Quoted text:
Which country in Europe has the highest number of retail investors?
Sweden had the highest number of investors with direct holdings of shares (26%), followed by Ireland (19%) and Denmark (16%). Romania and Bulgaria had the lowest percentage of stock market participants, followed by Latvia and Greece (all less than 1% of the population).
How many Europeans invest in mutual funds and ETFs?
Sweden has the highest percentage of the population with investments in mutual funds and other fund types (36%), followed by Finland (25%) and Italy (24%). Bulgaria, Greece, and Latvia had the lowest percentage of investors in these types of products (all less than 1% of the population).
How much money do European investors have in the stock market?
At the end of 2021, households in the European Union directly held a combined EUR 10,960.37 billion in public stock and funds, excluding indirect holdings such as pensions and similarly. On average, a European household holds 33% of their total financial assets in stocks and investment funds.
Germany (EUR 1,901.57b), Italy (EUR 1,890.03b), and France (EUR 1,876.84b), Europe’s largest national economies, had the most money invested in public stock and funds. When measured in terms of percentage of GDP, Sweden (189%), Denmark (174%), and Belgium (129%) took the lead.
Europe vs the US in investor numbers
In Europe, retail investors make up a smaller proportion of the overall population than in the United States. However, when comparing the two, we have to distinguish between direct and indirect investments. Indirect holdings are investments in pooled investment funds, retirement accounts, life insurances, and other professionally managed assets. Direct holdings, on the other hand, are investments in stocks and funds made outside retirement and other tax-deferred investment accounts.

(Rows from a pointing dataset)

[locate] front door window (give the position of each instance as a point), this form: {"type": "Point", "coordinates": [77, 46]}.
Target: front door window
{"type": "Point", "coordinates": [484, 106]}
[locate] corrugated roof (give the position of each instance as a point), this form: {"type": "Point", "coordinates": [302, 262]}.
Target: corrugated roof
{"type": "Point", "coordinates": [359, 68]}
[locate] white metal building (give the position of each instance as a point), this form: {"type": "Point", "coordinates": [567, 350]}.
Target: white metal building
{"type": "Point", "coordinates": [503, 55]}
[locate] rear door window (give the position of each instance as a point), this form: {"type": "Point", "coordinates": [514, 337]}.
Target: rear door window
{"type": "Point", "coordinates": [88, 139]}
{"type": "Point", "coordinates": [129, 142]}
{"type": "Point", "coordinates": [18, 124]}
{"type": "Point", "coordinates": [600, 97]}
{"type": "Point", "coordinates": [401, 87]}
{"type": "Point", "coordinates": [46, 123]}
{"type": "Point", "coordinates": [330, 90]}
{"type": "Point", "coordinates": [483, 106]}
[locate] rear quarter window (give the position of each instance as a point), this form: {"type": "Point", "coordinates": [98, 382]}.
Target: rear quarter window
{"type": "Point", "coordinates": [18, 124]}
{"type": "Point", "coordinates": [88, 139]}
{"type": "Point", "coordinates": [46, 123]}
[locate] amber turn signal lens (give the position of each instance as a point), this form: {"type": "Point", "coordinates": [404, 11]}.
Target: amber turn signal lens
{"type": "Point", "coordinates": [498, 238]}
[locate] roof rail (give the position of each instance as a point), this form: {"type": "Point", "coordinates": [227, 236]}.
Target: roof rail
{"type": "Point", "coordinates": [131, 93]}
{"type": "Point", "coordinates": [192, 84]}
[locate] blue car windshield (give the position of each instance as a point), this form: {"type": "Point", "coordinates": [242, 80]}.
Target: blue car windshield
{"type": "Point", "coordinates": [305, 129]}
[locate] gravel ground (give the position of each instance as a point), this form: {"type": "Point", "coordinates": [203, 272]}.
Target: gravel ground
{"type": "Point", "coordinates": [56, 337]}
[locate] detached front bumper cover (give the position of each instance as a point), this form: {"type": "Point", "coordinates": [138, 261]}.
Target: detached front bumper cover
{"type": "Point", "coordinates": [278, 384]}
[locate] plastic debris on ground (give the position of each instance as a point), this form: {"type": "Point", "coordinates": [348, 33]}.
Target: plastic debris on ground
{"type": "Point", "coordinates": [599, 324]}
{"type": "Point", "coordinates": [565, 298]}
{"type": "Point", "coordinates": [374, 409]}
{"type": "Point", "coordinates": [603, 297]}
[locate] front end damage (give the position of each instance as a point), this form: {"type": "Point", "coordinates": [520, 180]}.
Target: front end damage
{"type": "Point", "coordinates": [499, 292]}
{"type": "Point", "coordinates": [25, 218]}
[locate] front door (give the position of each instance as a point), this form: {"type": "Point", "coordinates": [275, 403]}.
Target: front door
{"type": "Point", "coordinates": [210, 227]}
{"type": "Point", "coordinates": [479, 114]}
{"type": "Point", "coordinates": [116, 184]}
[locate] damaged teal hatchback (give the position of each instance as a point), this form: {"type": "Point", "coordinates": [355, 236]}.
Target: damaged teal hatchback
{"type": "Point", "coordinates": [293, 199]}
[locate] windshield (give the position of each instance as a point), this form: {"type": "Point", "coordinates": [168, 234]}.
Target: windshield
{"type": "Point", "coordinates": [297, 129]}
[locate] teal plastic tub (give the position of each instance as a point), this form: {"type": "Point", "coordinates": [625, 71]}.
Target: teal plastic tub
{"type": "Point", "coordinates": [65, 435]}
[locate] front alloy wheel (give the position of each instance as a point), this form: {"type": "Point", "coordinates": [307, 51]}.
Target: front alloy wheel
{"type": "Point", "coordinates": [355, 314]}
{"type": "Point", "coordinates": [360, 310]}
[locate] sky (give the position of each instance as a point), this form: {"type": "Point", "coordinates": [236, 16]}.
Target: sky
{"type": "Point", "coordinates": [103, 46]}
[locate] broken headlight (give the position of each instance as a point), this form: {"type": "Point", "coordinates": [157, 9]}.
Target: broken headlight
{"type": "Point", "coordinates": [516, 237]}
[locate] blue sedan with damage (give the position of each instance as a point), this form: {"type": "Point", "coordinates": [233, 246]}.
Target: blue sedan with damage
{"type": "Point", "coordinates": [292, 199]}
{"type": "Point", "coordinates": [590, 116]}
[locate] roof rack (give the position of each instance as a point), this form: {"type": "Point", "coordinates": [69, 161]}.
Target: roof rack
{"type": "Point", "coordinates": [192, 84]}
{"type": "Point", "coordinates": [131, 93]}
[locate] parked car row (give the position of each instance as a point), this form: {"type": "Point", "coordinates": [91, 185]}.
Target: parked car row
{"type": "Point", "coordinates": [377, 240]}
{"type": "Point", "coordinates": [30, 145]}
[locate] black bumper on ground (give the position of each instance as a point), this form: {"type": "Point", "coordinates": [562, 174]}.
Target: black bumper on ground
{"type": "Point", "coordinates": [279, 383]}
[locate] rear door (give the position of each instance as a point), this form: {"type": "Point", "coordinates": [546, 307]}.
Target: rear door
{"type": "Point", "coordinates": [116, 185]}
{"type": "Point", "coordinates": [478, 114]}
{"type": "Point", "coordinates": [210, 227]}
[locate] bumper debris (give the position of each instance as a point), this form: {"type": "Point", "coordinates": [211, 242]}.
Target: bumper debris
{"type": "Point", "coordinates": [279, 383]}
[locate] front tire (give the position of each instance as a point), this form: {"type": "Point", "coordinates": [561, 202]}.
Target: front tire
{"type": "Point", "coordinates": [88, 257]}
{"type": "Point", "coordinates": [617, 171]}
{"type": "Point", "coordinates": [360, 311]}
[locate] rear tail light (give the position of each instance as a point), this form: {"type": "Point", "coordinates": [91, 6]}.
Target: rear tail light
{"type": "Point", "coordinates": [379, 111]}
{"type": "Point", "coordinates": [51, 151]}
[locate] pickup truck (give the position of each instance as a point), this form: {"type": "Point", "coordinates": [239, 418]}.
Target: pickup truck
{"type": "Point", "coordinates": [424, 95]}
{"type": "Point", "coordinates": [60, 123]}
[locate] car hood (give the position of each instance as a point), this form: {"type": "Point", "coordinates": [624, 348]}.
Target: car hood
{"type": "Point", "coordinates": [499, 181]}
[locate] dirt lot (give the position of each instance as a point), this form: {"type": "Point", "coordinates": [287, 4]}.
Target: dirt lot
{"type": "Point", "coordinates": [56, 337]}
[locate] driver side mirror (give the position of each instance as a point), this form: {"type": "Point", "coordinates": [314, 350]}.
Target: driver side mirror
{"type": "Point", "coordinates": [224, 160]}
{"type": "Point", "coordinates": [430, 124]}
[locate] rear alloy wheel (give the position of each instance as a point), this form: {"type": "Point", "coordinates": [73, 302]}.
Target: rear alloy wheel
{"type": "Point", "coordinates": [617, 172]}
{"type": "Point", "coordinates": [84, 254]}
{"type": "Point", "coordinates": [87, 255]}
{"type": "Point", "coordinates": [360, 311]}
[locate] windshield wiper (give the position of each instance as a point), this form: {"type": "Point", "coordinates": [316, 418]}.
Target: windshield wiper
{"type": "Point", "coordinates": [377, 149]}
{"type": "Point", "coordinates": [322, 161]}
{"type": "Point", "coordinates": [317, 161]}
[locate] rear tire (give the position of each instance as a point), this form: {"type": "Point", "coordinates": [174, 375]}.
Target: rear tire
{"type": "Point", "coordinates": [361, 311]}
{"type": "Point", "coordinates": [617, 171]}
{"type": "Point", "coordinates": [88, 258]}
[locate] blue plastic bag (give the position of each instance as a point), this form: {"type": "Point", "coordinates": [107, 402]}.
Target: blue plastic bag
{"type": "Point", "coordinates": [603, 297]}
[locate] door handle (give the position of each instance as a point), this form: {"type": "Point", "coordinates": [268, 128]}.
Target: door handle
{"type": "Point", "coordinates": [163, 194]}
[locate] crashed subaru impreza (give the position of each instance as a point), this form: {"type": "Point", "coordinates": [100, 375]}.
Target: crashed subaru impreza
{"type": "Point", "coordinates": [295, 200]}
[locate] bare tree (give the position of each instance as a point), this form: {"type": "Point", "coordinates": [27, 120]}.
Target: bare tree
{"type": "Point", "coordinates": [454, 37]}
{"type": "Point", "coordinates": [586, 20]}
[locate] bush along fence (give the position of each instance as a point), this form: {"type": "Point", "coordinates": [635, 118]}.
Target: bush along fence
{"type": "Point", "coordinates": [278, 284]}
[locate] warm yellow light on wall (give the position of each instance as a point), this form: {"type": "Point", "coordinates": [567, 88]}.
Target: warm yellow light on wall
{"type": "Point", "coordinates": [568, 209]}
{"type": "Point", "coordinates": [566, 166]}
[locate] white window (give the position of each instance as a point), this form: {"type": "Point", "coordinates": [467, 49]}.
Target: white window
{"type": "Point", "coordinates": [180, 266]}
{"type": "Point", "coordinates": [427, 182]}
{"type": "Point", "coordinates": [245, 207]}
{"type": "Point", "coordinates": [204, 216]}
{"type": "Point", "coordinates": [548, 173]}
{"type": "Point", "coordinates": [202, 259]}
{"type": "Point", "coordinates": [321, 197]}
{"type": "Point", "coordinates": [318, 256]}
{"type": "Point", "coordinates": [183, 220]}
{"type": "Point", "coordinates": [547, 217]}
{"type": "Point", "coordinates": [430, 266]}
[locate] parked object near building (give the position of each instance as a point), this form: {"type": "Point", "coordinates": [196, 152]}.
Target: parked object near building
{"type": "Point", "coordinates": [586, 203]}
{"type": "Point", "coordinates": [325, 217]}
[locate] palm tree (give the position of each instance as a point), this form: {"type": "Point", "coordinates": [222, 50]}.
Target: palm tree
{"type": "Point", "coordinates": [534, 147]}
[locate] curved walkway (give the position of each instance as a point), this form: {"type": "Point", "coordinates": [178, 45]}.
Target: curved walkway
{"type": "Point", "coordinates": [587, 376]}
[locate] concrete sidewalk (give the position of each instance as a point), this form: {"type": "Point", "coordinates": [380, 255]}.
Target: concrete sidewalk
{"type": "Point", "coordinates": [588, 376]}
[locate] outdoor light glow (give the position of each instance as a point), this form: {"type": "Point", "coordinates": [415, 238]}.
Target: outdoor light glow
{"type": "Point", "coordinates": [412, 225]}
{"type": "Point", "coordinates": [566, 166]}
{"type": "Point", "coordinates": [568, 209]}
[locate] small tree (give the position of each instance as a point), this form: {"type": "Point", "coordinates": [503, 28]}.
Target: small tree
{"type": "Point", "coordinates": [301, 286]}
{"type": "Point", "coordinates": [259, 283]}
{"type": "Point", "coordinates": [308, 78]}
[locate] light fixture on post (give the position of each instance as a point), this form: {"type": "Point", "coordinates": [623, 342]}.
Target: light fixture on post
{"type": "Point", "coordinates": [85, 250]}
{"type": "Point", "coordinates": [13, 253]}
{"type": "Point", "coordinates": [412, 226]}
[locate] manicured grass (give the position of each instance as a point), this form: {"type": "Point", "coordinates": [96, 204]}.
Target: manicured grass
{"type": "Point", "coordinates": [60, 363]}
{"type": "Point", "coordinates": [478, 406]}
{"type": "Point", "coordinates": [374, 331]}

Instruction 1:
According to the text on European retail investors, which three countries had the most money invested in public stock and funds?
Instruction 2:
Continue the text on European retail investors from the point where it stops.

Result 1:
Germany, Italy, and France.

Result 2:
According to a survey by Gallup, 58% of Americans directly or indirectly (through their pension or life insurance) invested in the stock market at the beginning of 2022. A similar study by the US Federal Reserve showed that the number of American households owning stocks was 52%. However, only 15.2% of US families own shares directly outside their tax-deferred accounts.
Sources: Gallup, Federal Reserve
Europe vs Australia in investor numbers
The Australian Securities Exchange’s (ASX) Investor Study 2020 found that 35% of Australians held publicly traded stock directly, outside their pension funds. This number has declined from 44% in 2004. Most Australians hold stock indirectly through their superannuation (pension) funds.
Germany retail investor statistics
According to the Deutsche Aktieninstitut, there were 12.1 million retail investors in Germany in 2021, accounting for 14.53% of the population aged 14 or above. This is an increase from 8.5 million in 2011 but a decrease from 12.9 million in 2001.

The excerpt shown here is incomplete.